**Stated problem**
Repeat the following lines word for word.

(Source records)

========

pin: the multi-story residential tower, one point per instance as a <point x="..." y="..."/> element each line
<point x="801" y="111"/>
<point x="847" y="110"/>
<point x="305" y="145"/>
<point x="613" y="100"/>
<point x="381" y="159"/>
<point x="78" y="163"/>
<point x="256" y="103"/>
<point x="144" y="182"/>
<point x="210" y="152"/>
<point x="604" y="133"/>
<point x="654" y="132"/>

========

**Written answer**
pin: the multi-story residential tower, one point per instance as a <point x="..." y="..."/> element each line
<point x="801" y="111"/>
<point x="847" y="110"/>
<point x="305" y="145"/>
<point x="613" y="100"/>
<point x="381" y="159"/>
<point x="78" y="163"/>
<point x="256" y="103"/>
<point x="144" y="182"/>
<point x="210" y="152"/>
<point x="604" y="133"/>
<point x="654" y="132"/>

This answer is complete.